▼▼▼
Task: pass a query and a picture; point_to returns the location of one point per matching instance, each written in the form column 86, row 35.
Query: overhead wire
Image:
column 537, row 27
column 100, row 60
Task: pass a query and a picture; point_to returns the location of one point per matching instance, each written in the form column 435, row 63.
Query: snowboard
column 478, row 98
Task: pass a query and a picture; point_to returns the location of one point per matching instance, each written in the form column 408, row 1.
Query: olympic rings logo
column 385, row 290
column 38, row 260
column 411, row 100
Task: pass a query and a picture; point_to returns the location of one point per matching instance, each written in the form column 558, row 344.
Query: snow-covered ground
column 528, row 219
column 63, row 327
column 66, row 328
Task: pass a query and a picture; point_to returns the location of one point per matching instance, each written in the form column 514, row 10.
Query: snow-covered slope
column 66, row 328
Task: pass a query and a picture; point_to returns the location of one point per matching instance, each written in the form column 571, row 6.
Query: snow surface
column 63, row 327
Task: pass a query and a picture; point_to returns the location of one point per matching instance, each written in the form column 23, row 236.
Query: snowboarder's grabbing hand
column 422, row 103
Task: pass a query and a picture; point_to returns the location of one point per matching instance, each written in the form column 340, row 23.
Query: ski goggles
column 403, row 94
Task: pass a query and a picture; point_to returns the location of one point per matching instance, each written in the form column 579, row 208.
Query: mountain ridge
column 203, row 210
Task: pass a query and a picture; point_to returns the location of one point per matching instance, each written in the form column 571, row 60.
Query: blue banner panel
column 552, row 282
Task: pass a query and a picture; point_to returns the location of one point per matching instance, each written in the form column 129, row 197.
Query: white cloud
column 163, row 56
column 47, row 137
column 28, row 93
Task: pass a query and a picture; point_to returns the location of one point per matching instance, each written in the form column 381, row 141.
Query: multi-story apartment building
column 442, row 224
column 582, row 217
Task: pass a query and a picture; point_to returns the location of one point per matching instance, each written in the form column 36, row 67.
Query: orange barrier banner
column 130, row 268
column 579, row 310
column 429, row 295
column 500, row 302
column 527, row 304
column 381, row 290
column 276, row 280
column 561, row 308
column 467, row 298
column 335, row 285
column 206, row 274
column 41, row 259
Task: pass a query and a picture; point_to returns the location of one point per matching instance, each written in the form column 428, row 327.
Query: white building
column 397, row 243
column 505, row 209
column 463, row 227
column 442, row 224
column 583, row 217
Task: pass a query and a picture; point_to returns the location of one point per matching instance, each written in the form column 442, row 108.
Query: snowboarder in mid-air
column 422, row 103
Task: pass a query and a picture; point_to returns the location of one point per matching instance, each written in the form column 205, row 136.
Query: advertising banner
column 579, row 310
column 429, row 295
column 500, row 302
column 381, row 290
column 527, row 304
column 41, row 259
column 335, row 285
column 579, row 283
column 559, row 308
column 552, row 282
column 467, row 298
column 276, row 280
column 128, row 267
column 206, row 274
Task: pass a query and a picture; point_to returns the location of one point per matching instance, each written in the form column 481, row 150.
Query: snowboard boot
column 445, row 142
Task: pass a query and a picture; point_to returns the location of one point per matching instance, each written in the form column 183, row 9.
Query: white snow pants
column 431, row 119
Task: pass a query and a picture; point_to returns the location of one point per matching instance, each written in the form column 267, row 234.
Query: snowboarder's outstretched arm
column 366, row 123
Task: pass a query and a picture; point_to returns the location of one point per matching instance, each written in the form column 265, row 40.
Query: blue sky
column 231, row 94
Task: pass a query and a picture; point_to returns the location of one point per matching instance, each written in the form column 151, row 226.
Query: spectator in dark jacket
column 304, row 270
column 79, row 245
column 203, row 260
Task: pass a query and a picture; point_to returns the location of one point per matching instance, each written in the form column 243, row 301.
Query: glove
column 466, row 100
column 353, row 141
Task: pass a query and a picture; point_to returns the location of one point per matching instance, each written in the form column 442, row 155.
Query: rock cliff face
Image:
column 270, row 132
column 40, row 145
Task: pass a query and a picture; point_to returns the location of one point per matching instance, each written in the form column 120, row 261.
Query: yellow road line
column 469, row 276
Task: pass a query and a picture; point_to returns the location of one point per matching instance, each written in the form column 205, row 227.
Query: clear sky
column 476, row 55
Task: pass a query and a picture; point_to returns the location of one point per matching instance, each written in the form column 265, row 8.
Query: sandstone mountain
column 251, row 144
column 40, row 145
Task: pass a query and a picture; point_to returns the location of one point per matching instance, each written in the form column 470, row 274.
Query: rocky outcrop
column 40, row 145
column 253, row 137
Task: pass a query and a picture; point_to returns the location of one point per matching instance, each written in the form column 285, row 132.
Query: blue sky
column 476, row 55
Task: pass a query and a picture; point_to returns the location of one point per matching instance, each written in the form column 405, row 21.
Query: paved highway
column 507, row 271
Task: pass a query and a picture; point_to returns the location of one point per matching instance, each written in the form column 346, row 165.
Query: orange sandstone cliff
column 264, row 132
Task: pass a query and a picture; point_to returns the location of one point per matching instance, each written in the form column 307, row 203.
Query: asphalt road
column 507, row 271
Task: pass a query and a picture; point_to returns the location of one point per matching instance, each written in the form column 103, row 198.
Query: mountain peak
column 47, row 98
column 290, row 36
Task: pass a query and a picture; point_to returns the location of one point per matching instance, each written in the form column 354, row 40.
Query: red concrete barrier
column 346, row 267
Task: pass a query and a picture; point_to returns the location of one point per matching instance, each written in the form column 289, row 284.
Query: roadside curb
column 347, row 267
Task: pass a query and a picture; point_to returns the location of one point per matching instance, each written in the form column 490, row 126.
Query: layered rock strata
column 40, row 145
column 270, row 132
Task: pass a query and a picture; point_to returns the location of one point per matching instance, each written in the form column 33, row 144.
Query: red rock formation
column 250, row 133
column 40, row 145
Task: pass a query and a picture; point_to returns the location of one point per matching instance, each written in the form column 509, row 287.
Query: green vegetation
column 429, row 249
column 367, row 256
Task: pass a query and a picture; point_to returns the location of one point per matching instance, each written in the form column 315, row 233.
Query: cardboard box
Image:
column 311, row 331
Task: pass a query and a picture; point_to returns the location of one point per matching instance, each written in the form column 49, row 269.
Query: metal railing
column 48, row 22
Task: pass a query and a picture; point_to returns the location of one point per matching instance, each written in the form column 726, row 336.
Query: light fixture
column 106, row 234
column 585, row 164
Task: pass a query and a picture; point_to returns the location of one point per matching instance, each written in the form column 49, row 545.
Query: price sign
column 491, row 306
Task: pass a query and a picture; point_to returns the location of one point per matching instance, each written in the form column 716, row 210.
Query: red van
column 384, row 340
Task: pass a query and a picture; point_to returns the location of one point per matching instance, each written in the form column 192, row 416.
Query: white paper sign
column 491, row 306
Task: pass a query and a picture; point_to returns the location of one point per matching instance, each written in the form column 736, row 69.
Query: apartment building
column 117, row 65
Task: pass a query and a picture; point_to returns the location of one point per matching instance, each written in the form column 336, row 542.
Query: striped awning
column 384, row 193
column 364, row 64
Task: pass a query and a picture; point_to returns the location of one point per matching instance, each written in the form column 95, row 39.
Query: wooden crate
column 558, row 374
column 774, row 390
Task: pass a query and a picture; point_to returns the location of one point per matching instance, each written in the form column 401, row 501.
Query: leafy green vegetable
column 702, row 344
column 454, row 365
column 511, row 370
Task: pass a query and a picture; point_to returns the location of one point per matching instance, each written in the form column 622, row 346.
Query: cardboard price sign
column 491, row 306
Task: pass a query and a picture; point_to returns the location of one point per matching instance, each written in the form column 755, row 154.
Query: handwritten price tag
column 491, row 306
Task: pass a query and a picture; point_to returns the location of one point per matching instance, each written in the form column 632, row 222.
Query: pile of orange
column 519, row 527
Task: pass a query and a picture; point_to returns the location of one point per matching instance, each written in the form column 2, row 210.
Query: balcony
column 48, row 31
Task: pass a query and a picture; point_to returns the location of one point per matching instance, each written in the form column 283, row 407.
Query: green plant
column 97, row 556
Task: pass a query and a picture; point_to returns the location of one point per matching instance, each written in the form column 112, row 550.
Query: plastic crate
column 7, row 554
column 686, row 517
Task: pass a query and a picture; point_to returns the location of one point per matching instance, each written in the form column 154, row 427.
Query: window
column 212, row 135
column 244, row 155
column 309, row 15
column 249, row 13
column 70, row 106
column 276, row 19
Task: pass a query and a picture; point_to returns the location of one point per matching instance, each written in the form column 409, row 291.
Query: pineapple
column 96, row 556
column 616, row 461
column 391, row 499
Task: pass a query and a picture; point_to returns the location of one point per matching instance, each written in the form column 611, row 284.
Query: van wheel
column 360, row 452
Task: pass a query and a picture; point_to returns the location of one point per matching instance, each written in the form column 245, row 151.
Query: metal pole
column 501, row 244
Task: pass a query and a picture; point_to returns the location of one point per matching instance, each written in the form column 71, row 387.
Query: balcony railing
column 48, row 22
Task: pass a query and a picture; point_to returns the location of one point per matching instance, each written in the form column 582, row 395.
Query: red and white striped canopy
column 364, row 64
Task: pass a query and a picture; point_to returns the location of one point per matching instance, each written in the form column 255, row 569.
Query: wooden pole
▲▲▲
AIM. Can you copy, word for word, every line from the one containing "582, row 395." through the end of the items?

ANSWER FOR THE TASK.
Task: pass a query and a picture; point_to returns the location of one point per matching instance, each written in the form column 582, row 395.
Query: red and white striped canopy
column 364, row 64
Task: pass a query and a picture; point_to returns the location of one point per matching instance, each written in the form column 255, row 569.
Query: wooden pole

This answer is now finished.